DOCUMENT SECTION:
Note that because of how we defined the `complete_analogy` function above, it is not allowed to return 'doctor'.

In [0]:
embeddings_index['nurse'] = e_corrected

In [24]:
complete_analogy('man', 'doctor', 'woman', embeddings_index)

'physician'

#### 10. We now turn to our second example from lecture: gender association among the words 'babysit', 'grandmother', and 'grandfather'. Compute the cosine similarity among the following vectors (you will call `cos_similarity` 3 times, once for each bullet point).

 * $e_{babysit}$ and the gender direction vector $g$
 * $e_{babysit}$ and $e_{grandmother}$
 * $e_{babysit}$ and $e_{grandfather}$

In [25]:
cos_similarity(embeddings_index.get('babysit'), g)

0.2294906

In [26]:
cos_similarity(embeddings_index.get('babysit'), embeddings_index.get('grandmother'))

0.3096933

In [27]:
cos_similarity(embeddings_index.get('babysit'), embeddings_index.get('grandfather'))

0.14852814

From the first comparison above, we see that the model associates the word 'babysit' with the female direction in the word embedding space.  If we want to remove this association, we would do so with a neutralize step.  

From the next two comparisons, we see that the model associates the word 'babysit' with both 'grandmother' and 'grandfather', but the association with 'grandmother' is stronger.  If we want to address this stronger association, we would do so with an equalize step.

#### 11. Create a corrected word embedding for 'babysit' by calling `neutralize`.  Then, compute the cosine similarity among the following vectors (you will call `cos_similarity` 3 times, once for each bullet point).

Excerpts of pointing data
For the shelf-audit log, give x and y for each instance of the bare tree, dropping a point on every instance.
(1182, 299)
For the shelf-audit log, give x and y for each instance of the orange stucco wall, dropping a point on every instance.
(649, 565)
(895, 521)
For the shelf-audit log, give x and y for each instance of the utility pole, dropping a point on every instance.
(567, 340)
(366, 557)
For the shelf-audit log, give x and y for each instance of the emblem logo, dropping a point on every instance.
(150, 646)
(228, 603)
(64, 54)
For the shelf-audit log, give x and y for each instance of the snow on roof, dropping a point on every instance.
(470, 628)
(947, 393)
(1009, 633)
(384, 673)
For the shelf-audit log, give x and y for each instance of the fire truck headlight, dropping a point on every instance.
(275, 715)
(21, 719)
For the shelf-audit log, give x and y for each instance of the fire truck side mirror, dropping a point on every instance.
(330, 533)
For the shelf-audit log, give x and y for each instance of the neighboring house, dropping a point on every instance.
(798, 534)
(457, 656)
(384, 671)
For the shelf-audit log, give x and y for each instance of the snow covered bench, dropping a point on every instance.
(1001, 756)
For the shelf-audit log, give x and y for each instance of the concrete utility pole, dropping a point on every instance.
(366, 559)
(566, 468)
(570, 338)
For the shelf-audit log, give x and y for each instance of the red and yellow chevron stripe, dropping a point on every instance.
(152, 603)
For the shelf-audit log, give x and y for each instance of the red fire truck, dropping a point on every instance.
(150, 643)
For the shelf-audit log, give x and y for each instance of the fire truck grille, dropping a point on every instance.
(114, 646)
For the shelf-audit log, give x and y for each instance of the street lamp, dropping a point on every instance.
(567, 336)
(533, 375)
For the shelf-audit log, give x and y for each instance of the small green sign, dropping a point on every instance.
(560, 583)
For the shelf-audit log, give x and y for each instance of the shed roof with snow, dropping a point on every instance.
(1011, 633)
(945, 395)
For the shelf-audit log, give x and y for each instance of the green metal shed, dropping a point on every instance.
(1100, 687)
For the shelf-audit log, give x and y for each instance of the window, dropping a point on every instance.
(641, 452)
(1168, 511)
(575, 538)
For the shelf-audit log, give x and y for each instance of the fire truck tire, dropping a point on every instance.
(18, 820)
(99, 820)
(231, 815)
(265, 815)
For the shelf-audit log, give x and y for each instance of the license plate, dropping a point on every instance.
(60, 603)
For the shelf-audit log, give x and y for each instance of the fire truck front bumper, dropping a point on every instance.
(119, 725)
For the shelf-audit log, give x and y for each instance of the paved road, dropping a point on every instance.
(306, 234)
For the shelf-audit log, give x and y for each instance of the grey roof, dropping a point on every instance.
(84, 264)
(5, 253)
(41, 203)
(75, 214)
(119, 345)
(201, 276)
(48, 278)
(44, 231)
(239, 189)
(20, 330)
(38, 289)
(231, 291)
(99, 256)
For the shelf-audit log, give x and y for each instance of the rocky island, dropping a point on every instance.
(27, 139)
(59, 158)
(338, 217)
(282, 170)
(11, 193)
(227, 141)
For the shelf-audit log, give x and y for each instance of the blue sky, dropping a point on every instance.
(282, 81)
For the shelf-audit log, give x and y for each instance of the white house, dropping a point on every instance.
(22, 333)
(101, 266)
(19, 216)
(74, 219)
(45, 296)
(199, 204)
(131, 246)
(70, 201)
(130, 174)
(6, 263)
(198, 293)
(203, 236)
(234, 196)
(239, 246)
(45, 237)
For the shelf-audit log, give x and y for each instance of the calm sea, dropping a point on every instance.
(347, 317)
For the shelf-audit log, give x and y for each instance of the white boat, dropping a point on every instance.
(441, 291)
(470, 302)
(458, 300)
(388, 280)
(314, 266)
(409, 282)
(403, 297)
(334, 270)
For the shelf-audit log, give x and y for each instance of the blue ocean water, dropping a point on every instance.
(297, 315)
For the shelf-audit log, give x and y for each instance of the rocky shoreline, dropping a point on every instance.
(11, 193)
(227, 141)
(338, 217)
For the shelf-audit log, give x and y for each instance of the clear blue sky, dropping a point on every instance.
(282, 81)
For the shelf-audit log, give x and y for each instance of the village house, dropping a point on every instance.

GOALS:
1. List every numeric value that the word embedding notebook prints as output.
2. In the word embedding notebook, what word does `complete_analogy('man', 'doctor', 'woman', embeddings_index)` return?
3. Pick up the word embedding notebook after its last sentence and continue it.

RESPONSES BY TASK:
1. 0.2294906, 0.3096933, 0.14852814

2. 'physician'

3.
 * $e^{corrected}_{babysit}$ and the gender direction vector $g$
 * $e^{corrected}_{babysit}$ and $e_{grandmother}$
 * $e^{corrected}_{babysit}$ and $e_{grandfather}$

In [0]:
e_corrected = neutralize(embeddings_index.get('babysit'), g)

In [29]:
cos_similarity(e_corrected, g)

2.3395359e-08

In [30]:
cos_similarity(e_corrected, embeddings_index.get('grandmother'))

0.2563601

In [31]:
cos_similarity(e_corrected, embeddings_index.get('grandfather'))

0.19900998

After the neutralize step, 'babysit' is not strongly associated with the gender direction vector.  However, it is still more strongly associated with 'grandmother' than 'grandfather'.  We need to use an equalize step to address this.

#### 12. Implement an equalize step.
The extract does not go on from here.